When: Tuesday 11 April, 7:30am and Tuesday 9 May, 7:30am

Where: Lang Road bridge, Earlwood 

Email to register:

Cooks River Clean Up & Paddle Against Plastic

Join the River Canoe Club for their annual big clean up kayaking along the Cooks River. The club provides kayaks and all litter picking materials. Coffee and a barbeque will also be available to purchase food and drinks. Just remember to bring a wide-brimmed hat and be sun-safe! 

When: Sunday 8 May, 8am-1pm

Where: River Canoe Club, Mackey Park, Marrickville 


Cooks River Canoe & Kayak Paddle Tours

The River Canoe Club holds weekly paddles up Cooks River and Wolli Creek from their club in Mackey Park, Marrickville, near Tempe train station. These events are a great chance to get to see our local rivers up close. Make sure to visit the canoe club’s website for registration details and more information.

When: Throughout March-May 

Where: River Canoe Club, Mackey Park, Marrickville


Wolli Creek Biodiversity Walk #2

Join Wolli Creek Preservation Society and City of Canterbury Bankstown for the second of two short walks to see some of Sydney's best-preserved secret, Wolli Creek Regional Park. The guided walk from Bardwell Park/Earlwood to Tempe includes striking sandstone cliffs, water views and sightings of threatened native fauna including birds and a grey-headed flying-fox camp.

TASK GOAL:
Say whether each statement agrees with the events listing, answering yes or no and quoting the deciding words: (a) the River Canoe Club supplies kayaks for the Cooks River clean up, (b) the canoe and kayak paddle tours run monthly, (c) the Wolli Creek Biodiversity Walk #2 is the first of two walks. The records have no connection to the events listing.

SUPPLIED MATERIAL:
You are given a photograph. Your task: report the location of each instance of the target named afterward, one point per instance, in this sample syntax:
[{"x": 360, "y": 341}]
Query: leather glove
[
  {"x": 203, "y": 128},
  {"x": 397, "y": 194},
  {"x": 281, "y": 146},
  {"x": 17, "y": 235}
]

RESULT FOR THIS TASK:
(a) Yes: "The club provides kayaks and all litter picking materials."
(b) No: "The River Canoe Club holds weekly paddles up Cooks River and Wolli Creek"
(c) No: "for the second of two short walks"